'''

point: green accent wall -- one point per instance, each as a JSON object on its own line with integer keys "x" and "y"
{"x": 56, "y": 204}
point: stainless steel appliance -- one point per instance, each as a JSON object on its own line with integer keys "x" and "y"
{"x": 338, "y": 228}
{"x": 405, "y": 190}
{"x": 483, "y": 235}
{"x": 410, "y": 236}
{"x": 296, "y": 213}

'''

**Task:** Lay out every line of the items above as a Markdown table with the columns Row and Text, numbering each row and leaving out blank lines.

**Task solution:**
| Row | Text |
|---|---|
| 1 | point: green accent wall -- one point per instance, each as a JSON object on its own line with integer keys "x" and "y" |
| 2 | {"x": 56, "y": 204} |
| 3 | point: stainless steel appliance -- one point per instance, each as a JSON object on its own line with integer keys "x" and "y" |
| 4 | {"x": 338, "y": 228} |
| 5 | {"x": 405, "y": 190} |
| 6 | {"x": 483, "y": 235} |
| 7 | {"x": 410, "y": 236} |
| 8 | {"x": 296, "y": 213} |